Saved data entries
* * * * *
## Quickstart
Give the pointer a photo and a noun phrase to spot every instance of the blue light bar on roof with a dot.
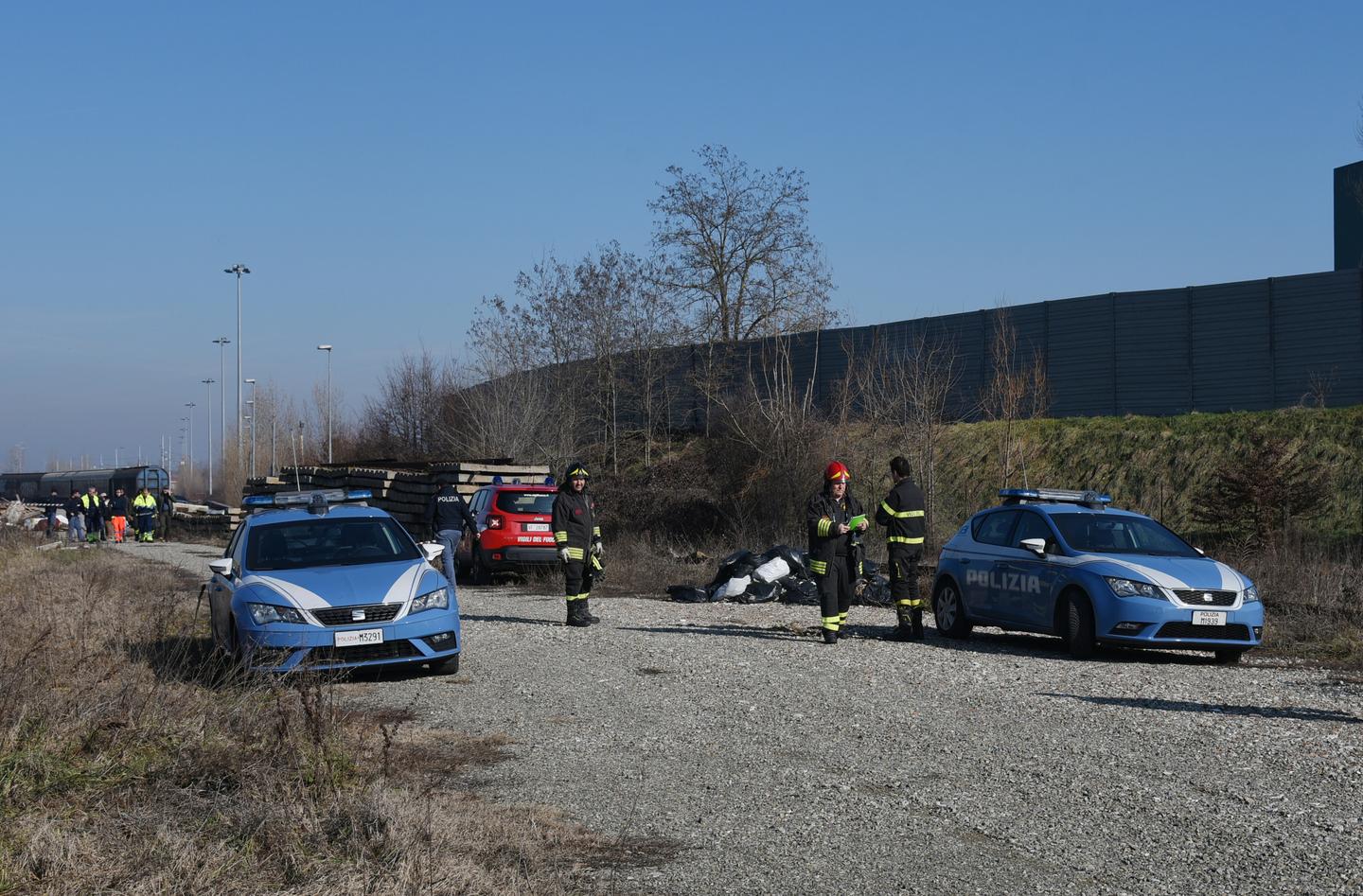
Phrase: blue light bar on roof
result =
(1063, 496)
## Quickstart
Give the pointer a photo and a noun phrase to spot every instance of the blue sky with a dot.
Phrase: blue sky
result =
(381, 167)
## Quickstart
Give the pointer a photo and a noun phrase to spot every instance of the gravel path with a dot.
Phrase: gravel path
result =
(994, 765)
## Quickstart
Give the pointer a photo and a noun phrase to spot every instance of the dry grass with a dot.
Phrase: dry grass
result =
(131, 763)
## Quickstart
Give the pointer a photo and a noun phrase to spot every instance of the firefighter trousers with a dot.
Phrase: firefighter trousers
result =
(836, 592)
(904, 582)
(576, 579)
* * * * *
» **Task**:
Could you set down the records above exactly, skipping any picture?

» **Task solution**:
## Quickstart
Give the pointer a photo and a noun phrase to spot every instance of the blue light bar on roof with a dot.
Phrase: blue light bar on roof
result =
(1063, 496)
## Quickstart
Give the pointer a photo and a noun phrase to spot every instance of the blue sky with a dot.
Phrase: blue sky
result =
(381, 167)
## Quickstart
Give the pointer a photo and a noun phrase to spot every instance of the gravel path with a dot.
Phrase: gravel path
result =
(994, 765)
## Quickstart
Give the pointer a photo and a noun phrase to spot every instance of the dry grass with a dot.
Phrase: dry grass
result =
(131, 763)
## Quickstart
Give the pointer a photo and a noun phrase to spot every instance of the firefighter trousers with a dot.
Phrase: firefighter trousers
result =
(836, 592)
(904, 582)
(576, 579)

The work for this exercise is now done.